WHAT THIS TASK INVOLVES: The data below should be copied over with complete accuracy.

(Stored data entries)
============================================================

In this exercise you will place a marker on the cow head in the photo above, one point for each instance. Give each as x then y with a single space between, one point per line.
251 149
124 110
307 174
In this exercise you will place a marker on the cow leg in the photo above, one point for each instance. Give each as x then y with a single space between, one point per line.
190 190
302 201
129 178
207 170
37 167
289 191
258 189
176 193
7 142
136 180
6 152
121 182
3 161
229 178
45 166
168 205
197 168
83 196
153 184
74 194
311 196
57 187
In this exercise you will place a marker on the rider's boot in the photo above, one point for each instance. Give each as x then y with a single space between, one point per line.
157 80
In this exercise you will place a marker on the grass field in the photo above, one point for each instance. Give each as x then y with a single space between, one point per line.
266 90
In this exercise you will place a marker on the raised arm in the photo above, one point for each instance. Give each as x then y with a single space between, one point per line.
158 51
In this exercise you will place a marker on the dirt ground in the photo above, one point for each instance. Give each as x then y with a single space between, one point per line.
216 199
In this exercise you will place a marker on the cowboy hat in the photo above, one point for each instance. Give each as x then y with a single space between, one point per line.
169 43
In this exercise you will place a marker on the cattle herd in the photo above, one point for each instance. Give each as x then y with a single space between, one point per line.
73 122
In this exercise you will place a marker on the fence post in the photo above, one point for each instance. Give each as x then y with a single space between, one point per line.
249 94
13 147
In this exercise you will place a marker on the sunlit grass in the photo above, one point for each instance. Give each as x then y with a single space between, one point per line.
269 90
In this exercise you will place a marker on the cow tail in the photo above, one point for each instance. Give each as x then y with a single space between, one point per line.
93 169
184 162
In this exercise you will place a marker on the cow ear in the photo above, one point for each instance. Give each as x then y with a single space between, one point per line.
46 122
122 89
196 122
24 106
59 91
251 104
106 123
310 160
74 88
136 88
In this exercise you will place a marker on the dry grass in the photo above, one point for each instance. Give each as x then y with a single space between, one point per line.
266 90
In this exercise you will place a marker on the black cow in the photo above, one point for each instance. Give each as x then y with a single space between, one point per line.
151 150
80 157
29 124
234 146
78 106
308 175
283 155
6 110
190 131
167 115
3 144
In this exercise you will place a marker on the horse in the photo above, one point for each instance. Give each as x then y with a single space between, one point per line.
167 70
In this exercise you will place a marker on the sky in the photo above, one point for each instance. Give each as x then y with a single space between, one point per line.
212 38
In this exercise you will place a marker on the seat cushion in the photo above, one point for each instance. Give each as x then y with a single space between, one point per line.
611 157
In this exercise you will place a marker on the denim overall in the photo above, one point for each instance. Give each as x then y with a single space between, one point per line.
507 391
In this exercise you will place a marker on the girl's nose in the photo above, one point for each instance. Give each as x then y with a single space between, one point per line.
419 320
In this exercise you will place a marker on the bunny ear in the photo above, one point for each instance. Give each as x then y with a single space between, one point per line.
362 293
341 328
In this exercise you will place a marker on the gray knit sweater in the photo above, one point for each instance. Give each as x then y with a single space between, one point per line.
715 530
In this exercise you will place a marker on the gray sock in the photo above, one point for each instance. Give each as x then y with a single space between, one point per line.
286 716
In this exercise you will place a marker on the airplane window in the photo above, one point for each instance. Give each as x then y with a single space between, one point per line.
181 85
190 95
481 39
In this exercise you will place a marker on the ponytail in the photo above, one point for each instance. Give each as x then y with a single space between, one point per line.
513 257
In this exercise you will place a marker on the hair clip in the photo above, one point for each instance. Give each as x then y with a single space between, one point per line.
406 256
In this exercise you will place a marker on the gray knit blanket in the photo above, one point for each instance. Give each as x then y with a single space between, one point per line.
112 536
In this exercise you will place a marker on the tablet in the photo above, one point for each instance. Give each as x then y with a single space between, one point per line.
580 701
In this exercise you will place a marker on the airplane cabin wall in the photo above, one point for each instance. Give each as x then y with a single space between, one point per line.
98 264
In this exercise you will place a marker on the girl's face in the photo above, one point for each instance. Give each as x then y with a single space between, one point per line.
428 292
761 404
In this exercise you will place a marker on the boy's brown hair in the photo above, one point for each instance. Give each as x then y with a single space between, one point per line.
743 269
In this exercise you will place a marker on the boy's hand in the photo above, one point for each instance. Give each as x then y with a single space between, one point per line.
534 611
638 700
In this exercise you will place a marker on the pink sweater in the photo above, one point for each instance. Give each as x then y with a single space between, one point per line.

============================================================

EXERCISE OUTPUT:
In this exercise you will place a marker on the cow head in the photo above, one point for each instance. Give each as x then y with a single space between, one point per line.
251 149
124 110
307 174
In this exercise you will place a marker on the cow leg in the photo above, one point for each instance. Give each as x then y with a single space between, one point per line.
190 190
302 201
129 178
207 170
37 167
289 191
258 189
176 193
7 142
136 180
6 152
121 182
3 161
229 178
45 166
168 205
197 168
83 196
153 184
74 194
311 196
57 187
In this exercise you will place a marker on the rider's boot in the photo above, one point for each instance. Give each as x then y with a single space between, one point per line.
157 80
In this exercise you will place a marker on the grass field in the photo above, one point for each instance. Give each as x then y with a single space between, one point per line.
266 90
In this exercise you will place a marker on the raised arm in the photo above, one point for each instance. Give each as x then y with a single space between, one point per line.
158 51
In this exercise you will place a marker on the dirt ground in the photo above, one point for each instance. Give each as x then y with a single space between, one point per line.
216 199
In this exercise you will place a marker on the cowboy hat in the photo above, one point for each instance. Give each as x then y with a single space between, one point per line.
169 43
In this exercise you will place a marker on the cattle herd in the photo above, one point for each instance. Give each as x then y with a single space between, one point per line.
73 122
In this exercise you will place a marker on the fence post in the photo above, one point for each instance. Give each as x then y with a single space between, one point per line.
249 94
13 147
In this exercise you will place a marker on the sunlit grass in the photo above, one point for each instance. Give each as x then y with a single space between, one point per line.
269 90
In this exercise you will place a marker on the cow tail in the photo above, one point for each instance. Give each as x then y with a single space between, one point per line.
93 169
184 162
In this exercise you will place a marker on the cow ear in the photo above, one point for each instance. Give each as x then y with a single space between, one point per line.
46 122
122 89
196 122
24 106
59 91
251 104
106 123
310 160
74 88
136 88
In this exercise you will place a marker on the dry grass in the photo above, one point for each instance. Give each as x then y with a single space between, one point per line.
266 90
In this exercise you will place a marker on the black cow in the photo above, one point for each instance. Give each as x then y with a single space between, one point per line.
151 150
80 157
29 124
234 146
78 106
308 175
283 155
6 110
190 131
167 115
3 144
In this exercise you will place a marker on the horse in the photo above, one point for each instance. Give each as x then y with a single space between, one point per line.
167 70
In this exercise you will place a marker on the sky in the photo above, one point for each instance. Give each as x then y with a single space between, one point per line.
212 38
In this exercise you will place a marker on the seat cushion in the photo above, one point for each instance. Give each as x then y with a single space between, one point per line.
611 157
In this exercise you will place a marker on the denim overall in the photo above, one point for each instance. Give each as x then y with a single space between, one point per line.
507 391
In this exercise you will place a marker on the girl's nose in the photo above, one point for each instance. Give each as x then y with a single space between, one point per line.
419 320
In this exercise you will place a marker on the bunny ear in the photo above, one point for each instance. Give each as x then y with a single space between, one point per line.
362 293
341 328
In this exercise you will place a marker on the gray knit sweater in the photo above, one point for each instance. Give each as x then y with a single space between, one point per line.
715 530
In this exercise you will place a marker on the gray sock in the photo above, one point for each instance. Give each as x then y with a single space between, one point per line.
286 716
In this exercise you will place a marker on the airplane window in the photo above, one point for each instance. Give each as x then y with a single space between, one point per line.
181 85
190 95
481 39
In this exercise you will place a marker on the ponytail in the photo above, one point for each instance. Give each as x then y with a single space between, one point per line.
513 257
In this exercise you will place a marker on the hair clip in the photo above, one point for each instance. Give each as x then y with a single space between, one point per line.
406 256
In this exercise you will place a marker on the gray knit blanket in the photo above, one point for each instance. Give each as x then y with a single space between, one point per line.
112 536
In this exercise you will place a marker on the tablet in the photo above, one point for each instance. Give each as x then y with a single space between, one point per line.
580 701
In this exercise you will place a marker on the airplane cabin wall in the photo above, one point for each instance. Give each as x then y with a single space between, one point per line.
98 264
In this exercise you will place a marker on the girl's face in the photo above, one point for each instance. Give each as x then y with a single space between, one point per line.
428 292
761 404
In this exercise you will place a marker on the boy's brown hair in the photo above, one point for each instance. Give each as x then y with a single space between, one point per line.
743 269
In this exercise you will place a marker on the boy's hand in the photo above, one point for each instance. Give each as x then y with a single space between, one point per line.
534 611
638 700
In this exercise you will place a marker on the pink sweater in the photo above, one point for each instance. Give each as x then y with a single space between, one point per line.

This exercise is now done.